REQUESTS
a. Answer these questions about the Steelhead Expo thread, one answer per line, marked the same way:
(i) At what venue is the expo being held?
(ii) Which pool does one poster hope to fish after the get-together?
(iii) Once logged on to the OCBS site, what should a reader click on the left for more info?
b. Please write what comes next in the forum thread about the 2013 Steelhead Expo, picking up where it stops.

TEXT SEGMENT
# 2013 Steelhead Expo



## fishsmoker (May 26, 2004)

The Ohio Central Basin Steelheaders is holding its annual Steelhead Expo Sat. Oct. 5th, 2013 from 9AM-5PM at the Rocky River Nature Center This event is FREE. We have a great line up of speakers. Check out the latest in gear. Once again there will be a large raffle. Help Support the steelhead fishery. For directions & more info go to www.ohiosteelheaders.com Larry Singleton at 330-745-6054 You can also get more info by clicking on to our facebook page for a list of the speakers.


----------



## KSUFLASH (Apr 14, 2004)

Sounds good. Cya there!


----------



## Fishman (Apr 5, 2004)

Link is dead, but hope to head up to Rock Springs Riffle pool after the get together with a few of ya and slay a few dozen


----------



## dugworm (May 23, 2008)

My wife and I are looking forward to the expo. Should be a good time on the 5th. :G


----------



## fishsmoker (May 26, 2004)

After you log on to the OCBS site click on the facebook page on left for more info


----------



## Rasper (Sep 6, 2012)

Part of a data file

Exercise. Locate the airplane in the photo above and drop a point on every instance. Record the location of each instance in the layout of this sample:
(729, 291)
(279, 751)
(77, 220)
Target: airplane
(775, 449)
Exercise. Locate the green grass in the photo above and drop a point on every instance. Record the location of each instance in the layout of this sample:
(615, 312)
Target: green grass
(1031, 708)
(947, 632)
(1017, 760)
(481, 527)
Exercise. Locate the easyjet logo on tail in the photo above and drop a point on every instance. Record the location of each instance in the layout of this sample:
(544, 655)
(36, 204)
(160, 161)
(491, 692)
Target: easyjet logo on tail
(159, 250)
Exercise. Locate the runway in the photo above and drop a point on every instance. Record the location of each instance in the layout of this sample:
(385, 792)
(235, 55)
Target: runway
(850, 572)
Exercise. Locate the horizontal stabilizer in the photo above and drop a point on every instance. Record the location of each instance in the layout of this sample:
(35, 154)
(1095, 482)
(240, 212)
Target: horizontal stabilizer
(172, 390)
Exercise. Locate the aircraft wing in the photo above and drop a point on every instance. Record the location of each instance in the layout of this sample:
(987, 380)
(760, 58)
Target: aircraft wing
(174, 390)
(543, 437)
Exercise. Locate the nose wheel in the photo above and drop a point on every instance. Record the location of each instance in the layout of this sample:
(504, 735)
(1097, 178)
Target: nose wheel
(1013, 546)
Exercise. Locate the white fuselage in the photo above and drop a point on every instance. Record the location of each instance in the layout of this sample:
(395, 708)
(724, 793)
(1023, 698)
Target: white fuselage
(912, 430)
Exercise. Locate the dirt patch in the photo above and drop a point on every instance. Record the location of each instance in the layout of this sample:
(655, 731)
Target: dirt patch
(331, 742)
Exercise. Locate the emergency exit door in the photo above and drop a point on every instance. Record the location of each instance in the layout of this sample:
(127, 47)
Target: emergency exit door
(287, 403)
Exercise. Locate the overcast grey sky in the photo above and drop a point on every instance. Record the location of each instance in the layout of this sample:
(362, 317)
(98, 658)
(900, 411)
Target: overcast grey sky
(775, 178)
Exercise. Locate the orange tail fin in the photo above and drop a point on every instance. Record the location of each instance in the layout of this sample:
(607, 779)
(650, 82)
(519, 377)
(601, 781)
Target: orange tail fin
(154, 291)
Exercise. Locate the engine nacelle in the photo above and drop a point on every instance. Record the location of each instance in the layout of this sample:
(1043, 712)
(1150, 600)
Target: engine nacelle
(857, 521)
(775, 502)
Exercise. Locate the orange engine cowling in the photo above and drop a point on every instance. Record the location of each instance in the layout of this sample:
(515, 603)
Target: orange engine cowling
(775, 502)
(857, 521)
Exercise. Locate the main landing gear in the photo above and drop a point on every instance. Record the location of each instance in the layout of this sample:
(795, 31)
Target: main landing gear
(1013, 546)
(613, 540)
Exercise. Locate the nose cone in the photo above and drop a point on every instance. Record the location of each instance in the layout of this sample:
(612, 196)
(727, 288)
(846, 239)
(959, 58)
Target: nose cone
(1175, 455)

* * *

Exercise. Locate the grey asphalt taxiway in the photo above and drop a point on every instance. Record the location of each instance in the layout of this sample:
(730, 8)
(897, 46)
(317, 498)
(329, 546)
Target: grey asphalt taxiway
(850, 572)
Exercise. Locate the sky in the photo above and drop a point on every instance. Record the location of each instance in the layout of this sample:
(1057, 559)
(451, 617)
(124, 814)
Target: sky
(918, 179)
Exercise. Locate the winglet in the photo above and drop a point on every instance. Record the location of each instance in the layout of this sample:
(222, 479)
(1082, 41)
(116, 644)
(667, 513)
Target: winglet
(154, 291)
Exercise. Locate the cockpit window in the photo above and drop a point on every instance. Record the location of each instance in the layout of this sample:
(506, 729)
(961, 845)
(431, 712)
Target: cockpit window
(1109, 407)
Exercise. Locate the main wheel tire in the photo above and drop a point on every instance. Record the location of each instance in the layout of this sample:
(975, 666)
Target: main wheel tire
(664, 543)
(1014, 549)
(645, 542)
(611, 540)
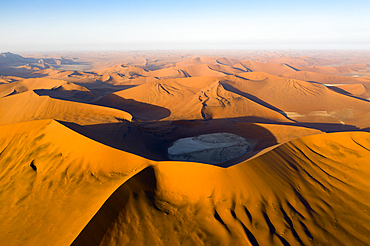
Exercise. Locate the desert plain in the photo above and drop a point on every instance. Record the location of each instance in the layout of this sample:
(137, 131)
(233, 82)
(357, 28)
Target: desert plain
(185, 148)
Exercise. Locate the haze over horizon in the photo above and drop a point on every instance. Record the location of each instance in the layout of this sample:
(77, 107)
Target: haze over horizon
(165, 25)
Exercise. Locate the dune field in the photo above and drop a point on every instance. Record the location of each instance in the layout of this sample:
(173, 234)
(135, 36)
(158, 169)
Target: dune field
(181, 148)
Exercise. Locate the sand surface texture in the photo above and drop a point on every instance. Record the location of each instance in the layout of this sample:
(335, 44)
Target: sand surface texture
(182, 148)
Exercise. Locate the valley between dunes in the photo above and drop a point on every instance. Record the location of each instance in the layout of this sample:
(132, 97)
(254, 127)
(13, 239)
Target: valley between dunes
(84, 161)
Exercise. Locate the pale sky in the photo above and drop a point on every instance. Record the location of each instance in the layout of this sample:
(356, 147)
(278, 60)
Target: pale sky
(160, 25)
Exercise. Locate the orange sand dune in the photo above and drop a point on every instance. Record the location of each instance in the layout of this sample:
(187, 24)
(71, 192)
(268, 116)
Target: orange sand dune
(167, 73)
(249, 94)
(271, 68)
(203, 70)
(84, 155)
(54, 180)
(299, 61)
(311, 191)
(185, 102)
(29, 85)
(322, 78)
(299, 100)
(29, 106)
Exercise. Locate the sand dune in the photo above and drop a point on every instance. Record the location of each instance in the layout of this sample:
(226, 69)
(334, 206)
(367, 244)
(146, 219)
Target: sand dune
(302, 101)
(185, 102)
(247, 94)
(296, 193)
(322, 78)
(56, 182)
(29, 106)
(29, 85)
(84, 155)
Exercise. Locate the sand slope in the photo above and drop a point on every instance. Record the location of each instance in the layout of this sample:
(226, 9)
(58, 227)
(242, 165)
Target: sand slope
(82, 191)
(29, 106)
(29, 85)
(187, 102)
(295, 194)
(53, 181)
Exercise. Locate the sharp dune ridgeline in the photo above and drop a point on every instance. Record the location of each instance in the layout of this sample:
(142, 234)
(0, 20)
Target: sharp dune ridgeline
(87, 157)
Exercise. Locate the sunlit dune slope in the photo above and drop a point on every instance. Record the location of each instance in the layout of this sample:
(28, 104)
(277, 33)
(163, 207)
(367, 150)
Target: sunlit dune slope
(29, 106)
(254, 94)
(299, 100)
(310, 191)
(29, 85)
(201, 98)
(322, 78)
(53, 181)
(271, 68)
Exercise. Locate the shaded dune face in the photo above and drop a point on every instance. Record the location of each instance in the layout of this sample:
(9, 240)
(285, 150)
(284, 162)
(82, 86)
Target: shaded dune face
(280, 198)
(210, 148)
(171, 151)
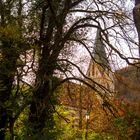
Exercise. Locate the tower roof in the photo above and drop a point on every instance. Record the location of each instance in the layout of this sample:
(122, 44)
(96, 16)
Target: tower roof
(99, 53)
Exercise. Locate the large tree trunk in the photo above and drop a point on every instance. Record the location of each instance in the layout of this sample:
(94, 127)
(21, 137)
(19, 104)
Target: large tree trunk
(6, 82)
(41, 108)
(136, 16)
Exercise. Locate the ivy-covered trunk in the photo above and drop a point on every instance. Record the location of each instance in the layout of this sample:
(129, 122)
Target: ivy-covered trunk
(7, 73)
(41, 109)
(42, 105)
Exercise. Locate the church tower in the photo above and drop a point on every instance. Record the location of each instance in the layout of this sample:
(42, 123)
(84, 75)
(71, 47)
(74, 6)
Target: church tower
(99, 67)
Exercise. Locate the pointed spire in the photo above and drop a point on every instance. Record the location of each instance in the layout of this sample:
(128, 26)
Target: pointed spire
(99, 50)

ANSWERS TO THE EXERCISE
a.
(i) The Rocky River Nature Center
(ii) Rock Springs Riffle pool
(iii) The facebook page

b.
Oooo I'll be there for sure. I fish the nature center when its high all the time.

Sent from my DROID BIONIC using Ohub Campfire mobile app


----------



## Erieangler51 (Sep 24, 2012)

Wish I could make it but work every Saturday. Will most likely be at the river at daybreak the Sunday after to expo.


Posted using Outdoor Hub Campfire


----------



## Rasper (Sep 6, 2012)

Does anyone exactly what time each seminar will start? Cause I don't want to show up at a time when they are speaking about something I don't do. Ya know?

Sent from my DROID BIONIC using Ohub Campfire mobile app


----------



## fishsmoker (May 26, 2004)

Speaker List : Phil Hillman State of the Steelhead fishery 9-9:30, Wael Dardir Gearing up 10:00-11:00 also a class on Spey fishing on the water. Mike Durkalec & Les Ober River Basics 11:30-12:30, Dan Haude Advanced Float Fishing 1P-2P, and Dan Pribanic Fly Fishing for Steelhead 2:30-3:30. There will also be fly tying demos and on river seminars.


----------



## steelyourface (Sep 19, 2013)

I'll definitely be there. Thanks OP!


----------



## Siskiefu (Mar 20, 2012)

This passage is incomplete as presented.